** Task directions **
Can you quote every one of the entries below word for word, keeping each line as it stands?

** Entries provided **

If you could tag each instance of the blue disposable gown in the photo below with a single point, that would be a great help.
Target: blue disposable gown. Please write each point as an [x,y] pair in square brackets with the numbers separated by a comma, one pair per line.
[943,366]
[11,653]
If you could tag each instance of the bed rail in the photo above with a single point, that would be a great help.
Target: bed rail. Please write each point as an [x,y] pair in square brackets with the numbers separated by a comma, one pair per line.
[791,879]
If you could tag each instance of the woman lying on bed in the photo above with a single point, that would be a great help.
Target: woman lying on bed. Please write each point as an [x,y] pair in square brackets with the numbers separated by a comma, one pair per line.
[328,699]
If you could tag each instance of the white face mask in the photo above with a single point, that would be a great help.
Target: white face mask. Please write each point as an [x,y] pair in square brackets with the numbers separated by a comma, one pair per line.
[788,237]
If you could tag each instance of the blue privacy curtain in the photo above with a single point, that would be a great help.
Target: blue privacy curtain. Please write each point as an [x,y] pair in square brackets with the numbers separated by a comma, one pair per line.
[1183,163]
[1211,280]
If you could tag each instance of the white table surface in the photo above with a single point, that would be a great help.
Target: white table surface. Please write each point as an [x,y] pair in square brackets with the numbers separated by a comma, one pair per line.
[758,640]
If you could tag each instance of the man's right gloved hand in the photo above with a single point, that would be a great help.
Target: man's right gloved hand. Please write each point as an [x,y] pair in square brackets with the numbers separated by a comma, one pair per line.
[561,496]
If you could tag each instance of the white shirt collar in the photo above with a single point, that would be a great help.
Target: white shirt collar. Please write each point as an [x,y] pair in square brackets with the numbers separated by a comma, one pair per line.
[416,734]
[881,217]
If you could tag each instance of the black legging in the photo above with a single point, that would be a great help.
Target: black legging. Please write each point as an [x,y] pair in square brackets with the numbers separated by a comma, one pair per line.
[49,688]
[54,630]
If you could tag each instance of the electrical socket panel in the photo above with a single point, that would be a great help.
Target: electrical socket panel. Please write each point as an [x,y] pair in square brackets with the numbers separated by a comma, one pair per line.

** Exercise output **
If you could tag each instance of the blue disposable gown in the photo below with a single point, that would be a great help.
Target: blue disposable gown. Please write each point as an [x,y] pair in square brackets with the numbers separated by a comma, one pair per line.
[943,366]
[11,653]
If you could tag each instance of the bed rail in the photo above with a single point, that would be a great help.
Target: bed rail. Please write each point as an [x,y] pair in square brackets with the numbers separated by a comma, one pair per line.
[791,879]
If you could tag each instance of the woman lying on bed in the photo above with a single point, that would be a great help.
Target: woman lying on bed. Please write each point as an [x,y] pair in square brackets with the numbers separated by a comma, one pair per line.
[328,699]
If you could tag each instance of the white face mask in the photo above with a single point, that would be a great help.
Target: white face mask. Please write each point as an [x,y] pair in square brackets with the numbers separated by a comma, one pair per line.
[788,237]
If you could tag each instance of the blue privacy curtain in the photo above with a single point, that would be a great help.
Target: blue privacy curtain. Please write each point as an [x,y] pair in square brackets with the numbers separated by a comma, one pair per line.
[1183,163]
[1211,280]
If you could tag each instance of the white table surface in the photo above with a single point, that would be a great help.
Target: white table surface. Please write each point as an [x,y] pair in square brackets with the numbers separated by a comma, one pair per line.
[758,640]
If you could tag each instance of the man's right gloved hand in the photo above with a single point, that would be a great help.
Target: man's right gloved hand. Please write each point as an [x,y] pair in square brackets with the numbers separated by a comma, one pair per line.
[561,496]
If you could tag each instance of the white shirt collar in the photo above with a single point, that would be a great help.
Target: white shirt collar. Please write each point as an [x,y] pair in square brackets with the numbers separated by a comma, one pair per line.
[416,734]
[881,217]
If you could tag each instance of the black legging in the photo above with a single point, that would be a great help.
Target: black legging. Please write each point as an [x,y] pair in square brackets with the numbers separated by a comma, one pair per line.
[49,688]
[54,630]
If you could tag each instance of the electrical socket panel in the photo above with a single point, that would be a great help.
Target: electrical socket panel. Please write each point as an [x,y] pair in square brackets with the numbers separated by a comma, one pair per line.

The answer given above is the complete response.